August 19, 2005
Exhibit 10.1
August 19, 2005
Xxxxxx X. Xxxxxx
0000 Xxxx Xxxx Xxxxx
Xxxxxxx, Xxxxxxxx 00000
0000 Xxxx Xxxx Xxxxx
Xxxxxxx, Xxxxxxxx 00000
Dear Xxxxxx:
On behalf of the Board of Directors (the “Board”) of The Allied Defense Group, Inc. (the
“Company”), I am very pleased to offer you the position of Chief Financial Officer of the Company.
This letter agreement clarifies and confirms the terms of your employment with the Company.
1. POSITIONS; START DATE
As Chief Financial Officer of the Company, you shall have the duties and responsibilities
customarily associated with such position and such duties as may be assigned to you by the Chief
Executive Officer and/or the Executive Vice President of the Company. Your office will be at the
Company’s headquarters, located at 0000 Xxxxxx Xxxxxxxx Xxxxx, Xxxxx 000, Xxxxxx, Xxxxxxxx 00000.
You agree not to actively engage in any other employment, occupation or consulting activity that
conflicts with the interests of the Company. Unless we mutually agree otherwise, you will commence
employment on August 22, 2005 (the “Start Date”).
2. SALARY
Your salary will be $17,500.00 per month ($210,000.00 annualized), payable monthly in
accordance with the Company’s standard payroll practice and subject to applicable withholding
taxes. Because your position is exempt from overtime pay, your salary will compensate you for all
hours worked. Your salary will be reviewed and effective annually by the Board or its Compensation
Committee, and any adjustments will be effective as of the date determined by the Board or its
Compensation Committee.
3. BONUS
In addition to your salary, commencing with respect to calendar year 2006 you will be eligible
to earn an annual bonus of up to 40% of your base salary if you meet or exceed certain performance
standards which will be mutually determined by you and the Chief Executive Officer and approved by
the Compensation Committee. The performance standards will be mutually determined and approved
prior to the beginning of each calendar year. You will be eligible for an annual bonus for any
calendar year only if you remain employed with the Company as of December 31 of such calendar year.
The bonus will be payable within ten (10) days of the public release by the Company of its
financial results for the relevant calendar year. The bonus will be payable, at your election, in
cash and/or shares of Company common stock.

[Saved entries]

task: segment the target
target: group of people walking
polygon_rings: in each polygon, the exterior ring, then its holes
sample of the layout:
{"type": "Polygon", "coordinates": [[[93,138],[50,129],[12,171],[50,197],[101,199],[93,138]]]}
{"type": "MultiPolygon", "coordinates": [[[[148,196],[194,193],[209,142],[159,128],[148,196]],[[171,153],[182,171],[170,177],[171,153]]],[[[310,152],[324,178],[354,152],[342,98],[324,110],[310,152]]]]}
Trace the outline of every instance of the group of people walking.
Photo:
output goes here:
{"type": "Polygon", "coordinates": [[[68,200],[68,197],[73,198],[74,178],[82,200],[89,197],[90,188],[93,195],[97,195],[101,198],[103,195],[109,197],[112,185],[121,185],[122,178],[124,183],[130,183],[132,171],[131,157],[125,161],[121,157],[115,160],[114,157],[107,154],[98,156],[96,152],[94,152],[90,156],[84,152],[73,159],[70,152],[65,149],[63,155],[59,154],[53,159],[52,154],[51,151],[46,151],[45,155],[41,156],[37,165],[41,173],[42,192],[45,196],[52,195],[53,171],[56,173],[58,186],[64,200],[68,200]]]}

- [What you need to do] Continue the Chief Financial Officer offer letter from the point where it stops, picking up right after its final sentence.

- [Reply]
For the August 22, 2005 — December 31, 2005 short period, you will be considered for a
discretionary bonus based on your performance during such period and the financial results of the
Company.
4. BENEFITS
You will also be entitled, during the term of your employment, to such employee benefits as
the Company may offer from time to time, subject to applicable eligibility requirements.
5. STOCK OPTION
As we discussed, our compensation structure is weighted towards equity ownership because we
believe we will create the most value for the Company and its shareholders over time by having
employees think and act like, and therefore be, owners. To this end, and subject to Compensation
Committee approval, you will be granted a five (5) year option to purchase 80,000 shares of Company
common stock, which will vest as to 20,000 shares on December 30, 2005 and at the rate of 15,000
shares on the first day of September of each of 2006, 2007, 2008 and 2009, provided you remain in
the employ of the Company on said dates. The options will provide for accelerated vesting upon a
Change of Control (as defined below). The strike price will be the fair market value per share of
such stock on the last trading day immediately preceding the Start Date. The options will be
incentive stock options to the extent permissible under the Internal Revenue Service code and
regulations. Your option will be documented by delivery to you of a stock option agreement. The
Board (or the Committee) will consider and may in its discretion issue future option grants to you
based on your performance, the Company’s operating results and other appropriate factors.
For purposes hereof, the term “Change of Control” means:
(i) the acquisition (other than by the Company) by any person, entity or “group”
within the meaning of Section 13(d) or 14(d) of the Securities Exchange Act of 1934
(the “Exchange Act”) (excluding, for this purpose, the Company or its subsidiaries
or any employee benefit plan of the Company or its subsidiaries which acquires
beneficial ownership of voting securities of the Company) of beneficial ownership
(within the meaning of Rule 13d-3 promulgated under the Exchange Act), of 50% or
more of either the then outstanding shares of common stock or the combined voting
power of the Company’s then outstanding capital stock entitled to vote generally in
the election of directors; or
(ii) individuals who, as of the date hereof, constitute the Board (as of the date
hereof the “Incumbent Board”) cease for any reason to constitute at least a majority
of the Board, provided that any person becoming a director subsequent to the date
hereof whose election, or nomination for election by the Company’s shareholders, was
approved by a vote of at least a majority of the directors then comprising the
Incumbent Board shall be considered as though such person were a member of the
Incumbent Board; or
2
(iii) approval by the shareholders of the Company of (x) a reorganization, merger,
consolidation or share exchange, in each case, with respect to which persons who
were the shareholders of the Company immediately prior to such reorganization,
merger, consolidation or share exchange do not, immediately thereafter, own more
than 50% of the combined voting power entitled to vote generally in the election of
directors of the reorganized, merged, consolidated or other surviving company’s then
outstanding voting securities, (y) a liquidation or dissolution of the Company or
(iii) the sale of all or substantially all of the assets of the Company.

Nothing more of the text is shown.